#### [PROVIDED ENTRIES]
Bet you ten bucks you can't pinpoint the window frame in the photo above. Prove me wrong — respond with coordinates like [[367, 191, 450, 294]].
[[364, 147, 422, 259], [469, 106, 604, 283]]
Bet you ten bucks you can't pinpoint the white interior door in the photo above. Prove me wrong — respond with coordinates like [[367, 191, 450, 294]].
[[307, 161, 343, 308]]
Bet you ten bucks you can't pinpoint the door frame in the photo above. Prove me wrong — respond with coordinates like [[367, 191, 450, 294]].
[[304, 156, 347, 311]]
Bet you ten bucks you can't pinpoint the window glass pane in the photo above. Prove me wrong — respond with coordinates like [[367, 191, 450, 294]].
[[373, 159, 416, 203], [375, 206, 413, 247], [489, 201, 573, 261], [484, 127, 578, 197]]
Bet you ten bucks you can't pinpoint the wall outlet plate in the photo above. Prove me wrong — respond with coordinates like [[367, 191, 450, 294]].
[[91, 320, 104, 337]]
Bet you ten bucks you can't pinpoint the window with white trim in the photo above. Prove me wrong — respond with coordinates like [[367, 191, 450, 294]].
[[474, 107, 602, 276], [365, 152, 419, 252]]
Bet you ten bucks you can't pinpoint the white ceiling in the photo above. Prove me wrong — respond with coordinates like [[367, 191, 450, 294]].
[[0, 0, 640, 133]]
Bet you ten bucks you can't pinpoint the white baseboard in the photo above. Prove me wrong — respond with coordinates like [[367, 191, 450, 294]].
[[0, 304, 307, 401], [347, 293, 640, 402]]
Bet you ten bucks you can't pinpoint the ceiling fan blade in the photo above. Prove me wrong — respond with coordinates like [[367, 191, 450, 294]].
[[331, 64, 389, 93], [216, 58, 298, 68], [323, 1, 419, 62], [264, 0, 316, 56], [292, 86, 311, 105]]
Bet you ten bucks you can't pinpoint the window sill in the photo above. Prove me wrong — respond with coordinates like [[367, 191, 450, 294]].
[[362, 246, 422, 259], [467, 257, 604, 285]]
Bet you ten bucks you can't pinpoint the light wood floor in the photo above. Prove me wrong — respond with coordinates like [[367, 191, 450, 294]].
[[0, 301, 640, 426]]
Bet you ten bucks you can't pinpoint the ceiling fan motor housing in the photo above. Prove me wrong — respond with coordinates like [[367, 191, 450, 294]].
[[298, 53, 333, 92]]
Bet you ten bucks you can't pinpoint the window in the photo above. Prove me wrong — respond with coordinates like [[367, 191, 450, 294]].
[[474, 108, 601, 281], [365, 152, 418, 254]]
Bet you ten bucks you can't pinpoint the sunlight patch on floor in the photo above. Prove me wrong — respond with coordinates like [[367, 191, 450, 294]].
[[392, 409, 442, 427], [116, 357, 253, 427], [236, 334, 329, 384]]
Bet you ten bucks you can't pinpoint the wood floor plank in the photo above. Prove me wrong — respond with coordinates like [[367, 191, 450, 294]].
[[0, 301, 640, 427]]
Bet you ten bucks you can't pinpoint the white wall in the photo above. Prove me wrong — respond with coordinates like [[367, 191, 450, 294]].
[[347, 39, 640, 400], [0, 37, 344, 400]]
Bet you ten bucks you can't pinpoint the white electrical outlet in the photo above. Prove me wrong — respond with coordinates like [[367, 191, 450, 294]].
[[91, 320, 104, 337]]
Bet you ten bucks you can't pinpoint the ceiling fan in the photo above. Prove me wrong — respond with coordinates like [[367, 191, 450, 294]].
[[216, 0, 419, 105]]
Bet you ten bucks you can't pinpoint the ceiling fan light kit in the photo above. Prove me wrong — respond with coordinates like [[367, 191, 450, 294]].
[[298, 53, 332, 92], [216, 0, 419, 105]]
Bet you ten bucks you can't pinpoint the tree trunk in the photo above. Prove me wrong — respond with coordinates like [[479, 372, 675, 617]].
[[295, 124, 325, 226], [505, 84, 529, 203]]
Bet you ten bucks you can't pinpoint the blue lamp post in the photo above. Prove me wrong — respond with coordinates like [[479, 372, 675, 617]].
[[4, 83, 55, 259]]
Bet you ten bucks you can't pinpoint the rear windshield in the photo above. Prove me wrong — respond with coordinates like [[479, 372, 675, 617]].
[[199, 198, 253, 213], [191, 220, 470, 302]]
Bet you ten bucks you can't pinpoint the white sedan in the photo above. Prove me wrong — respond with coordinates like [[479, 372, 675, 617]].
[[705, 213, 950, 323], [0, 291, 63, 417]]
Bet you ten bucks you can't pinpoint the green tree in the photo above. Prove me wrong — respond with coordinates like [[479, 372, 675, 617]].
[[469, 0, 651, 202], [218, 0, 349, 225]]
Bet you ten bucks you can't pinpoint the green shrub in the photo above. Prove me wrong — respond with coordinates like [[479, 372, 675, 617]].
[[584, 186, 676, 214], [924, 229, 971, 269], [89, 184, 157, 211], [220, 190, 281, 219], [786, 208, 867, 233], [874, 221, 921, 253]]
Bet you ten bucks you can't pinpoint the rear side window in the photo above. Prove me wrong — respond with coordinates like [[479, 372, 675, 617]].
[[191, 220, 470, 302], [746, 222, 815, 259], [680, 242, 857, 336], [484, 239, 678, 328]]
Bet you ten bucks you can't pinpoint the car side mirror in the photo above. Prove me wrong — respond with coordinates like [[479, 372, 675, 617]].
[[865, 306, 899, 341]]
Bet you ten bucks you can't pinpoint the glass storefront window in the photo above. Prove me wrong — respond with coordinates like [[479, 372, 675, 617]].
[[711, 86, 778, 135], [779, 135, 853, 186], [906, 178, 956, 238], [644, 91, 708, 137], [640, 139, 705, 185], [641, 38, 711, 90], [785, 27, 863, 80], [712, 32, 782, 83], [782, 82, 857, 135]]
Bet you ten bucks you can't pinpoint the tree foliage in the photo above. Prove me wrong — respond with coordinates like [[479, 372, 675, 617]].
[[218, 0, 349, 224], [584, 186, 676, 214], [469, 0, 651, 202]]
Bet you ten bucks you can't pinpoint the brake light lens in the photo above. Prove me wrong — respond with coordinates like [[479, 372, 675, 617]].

#### [STATED PROBLEM]
Express all of the rows above as a Markdown table with the columns No. and Text, giving each non-blank line its own number and leaving out blank lines.

#### [SOLUTION TO THIS TASK]
| No. | Text |
|---|---|
| 1 | Bet you ten bucks you can't pinpoint the window frame in the photo above. Prove me wrong — respond with coordinates like [[367, 191, 450, 294]]. |
| 2 | [[364, 147, 422, 259], [469, 106, 604, 283]] |
| 3 | Bet you ten bucks you can't pinpoint the white interior door in the photo above. Prove me wrong — respond with coordinates like [[367, 191, 450, 294]]. |
| 4 | [[307, 161, 343, 308]] |
| 5 | Bet you ten bucks you can't pinpoint the door frame in the photo above. Prove me wrong — respond with coordinates like [[367, 191, 450, 294]]. |
| 6 | [[304, 156, 347, 311]] |
| 7 | Bet you ten bucks you can't pinpoint the window glass pane in the photo above. Prove me wrong — respond with coordinates like [[367, 191, 450, 294]]. |
| 8 | [[373, 159, 416, 203], [375, 206, 413, 247], [489, 201, 573, 261], [484, 127, 578, 197]] |
| 9 | Bet you ten bucks you can't pinpoint the wall outlet plate in the photo above. Prove me wrong — respond with coordinates like [[367, 191, 450, 294]]. |
| 10 | [[91, 320, 104, 337]] |
| 11 | Bet you ten bucks you can't pinpoint the window with white trim in the photo above. Prove me wrong — respond with coordinates like [[367, 191, 450, 294]]. |
| 12 | [[474, 107, 602, 276], [365, 152, 419, 252]] |
| 13 | Bet you ten bucks you can't pinpoint the white ceiling in the photo above. Prove me wrong — respond with coordinates like [[367, 191, 450, 294]]. |
| 14 | [[0, 0, 640, 133]] |
| 15 | Bet you ten bucks you can't pinpoint the white baseboard in the photo above. Prove me wrong — respond with coordinates like [[367, 191, 450, 294]]. |
| 16 | [[0, 304, 307, 401], [347, 293, 640, 402]] |
| 17 | Bet you ten bucks you can't pinpoint the ceiling fan blade in the photo above. Prove me wrong — respond with coordinates like [[367, 191, 450, 294]]. |
| 18 | [[331, 64, 389, 93], [216, 58, 298, 68], [323, 1, 419, 62], [264, 0, 316, 56], [292, 86, 311, 105]] |
| 19 | Bet you ten bucks you can't pinpoint the window sill in the photo above. Prove me wrong — respond with coordinates like [[367, 191, 450, 294]]. |
| 20 | [[362, 246, 422, 259], [467, 257, 604, 285]] |
| 21 | Bet you ten bucks you can't pinpoint the light wood floor in the photo above. Prove me wrong — respond with coordinates like [[367, 191, 450, 294]]. |
| 22 | [[0, 301, 640, 426]] |
| 23 | Bet you ten bucks you can't pinpoint the ceiling fan motor housing in the photo above. Prove me wrong — respond with coordinates like [[367, 191, 450, 294]]. |
| 24 | [[298, 53, 333, 92]] |
| 25 | Bet you ten bucks you can't pinpoint the window in the photo above. Prove me wrong — respond with coordinates like [[367, 191, 450, 294]]. |
| 26 | [[474, 108, 601, 281], [365, 152, 418, 254]] |
| 27 | Bet you ten bucks you can't pinpoint the sunlight patch on floor in the photo above. Prove me wrong — respond with coordinates like [[367, 191, 450, 294]]. |
| 28 | [[392, 409, 442, 427], [116, 357, 253, 427], [236, 334, 329, 384]] |
| 29 | Bet you ten bucks you can't pinpoint the wood floor plank in the photo above. Prove me wrong — respond with coordinates like [[367, 191, 450, 294]]. |
| 30 | [[0, 301, 640, 427]] |
| 31 | Bet you ten bucks you can't pinpoint the white wall in the photo above. Prove me wrong — respond with coordinates like [[367, 191, 450, 294]]. |
| 32 | [[347, 39, 640, 400], [0, 37, 344, 400]] |
| 33 | Bet you ten bucks you can't pinpoint the white electrical outlet in the photo above. Prove me wrong — respond with coordinates like [[367, 191, 450, 294]]. |
| 34 | [[91, 320, 104, 337]] |
| 35 | Bet you ten bucks you can't pinpoint the ceiling fan in the photo above. Prove me wrong — respond with coordinates like [[367, 191, 450, 294]]. |
| 36 | [[216, 0, 419, 105]] |
| 37 | Bet you ten bucks you can't pinpoint the ceiling fan light kit in the photo above. Prove me wrong — respond with coordinates like [[367, 191, 450, 294]]. |
| 38 | [[298, 53, 332, 92], [216, 0, 419, 105]] |
| 39 | Bet you ten bucks you can't pinpoint the tree trunk in the photo above. Prove me wrong — respond with coordinates like [[479, 372, 675, 617]]. |
| 40 | [[295, 124, 325, 226], [505, 84, 529, 203]] |
| 41 | Bet you ten bucks you can't pinpoint the blue lamp post in the photo above. Prove me wrong — respond with coordinates like [[479, 372, 675, 617]]. |
| 42 | [[4, 83, 55, 259]] |
| 43 | Bet you ten bucks you can't pinpoint the rear windshield in the photo above. Prove me wrong — respond with coordinates like [[479, 372, 675, 617]]. |
| 44 | [[199, 198, 253, 213], [191, 220, 470, 302]] |
| 45 | Bet you ten bucks you can't pinpoint the white sedan in the photo above. Prove me wrong — respond with coordinates like [[479, 372, 675, 617]]. |
| 46 | [[705, 213, 950, 323], [0, 291, 63, 417]] |
| 47 | Bet you ten bucks you can't pinpoint the green tree in the photo above. Prove me wrong — respond with coordinates like [[479, 372, 675, 617]]. |
| 48 | [[469, 0, 651, 202], [218, 0, 349, 225]] |
| 49 | Bet you ten bucks you can't pinpoint the green shrub in the photo above. Prove me wrong — respond with coordinates like [[479, 372, 675, 617]]. |
| 50 | [[584, 186, 676, 214], [924, 229, 971, 269], [89, 184, 157, 211], [220, 190, 281, 219], [786, 208, 867, 233], [874, 221, 921, 253]] |
| 51 | Bet you ten bucks you can't pinpoint the rear side window in the photo above. Prove me wrong — respond with coordinates like [[479, 372, 675, 617]]. |
| 52 | [[191, 220, 470, 302], [746, 222, 815, 259], [680, 242, 857, 336], [484, 239, 678, 328]] |
| 53 | Bet you ten bucks you can't pinpoint the car side mirror in the photo above. Prove me wrong — respond with coordinates like [[479, 372, 675, 617]]. |
| 54 | [[865, 306, 899, 341]] |
| 55 | Bet you ten bucks you can't pinpoint the glass storefront window in the photo above. Prove me wrong — respond with coordinates like [[479, 372, 675, 617]]. |
| 56 | [[711, 86, 778, 135], [779, 135, 853, 186], [906, 178, 956, 238], [644, 91, 708, 137], [640, 139, 705, 185], [641, 38, 711, 90], [785, 27, 863, 80], [712, 32, 782, 83], [782, 82, 857, 135]] |
| 57 | Bet you ten bucks you can't pinpoint the tree foliage in the photo above. Prove me wrong — respond with coordinates like [[479, 372, 675, 617]]. |
| 58 | [[218, 0, 349, 224], [584, 186, 676, 214], [469, 0, 651, 202]] |
| 59 | Bet you ten bucks you can't pinpoint the brake light lens in the photo above. Prove me wrong — respond with coordinates like [[479, 372, 675, 617]]. |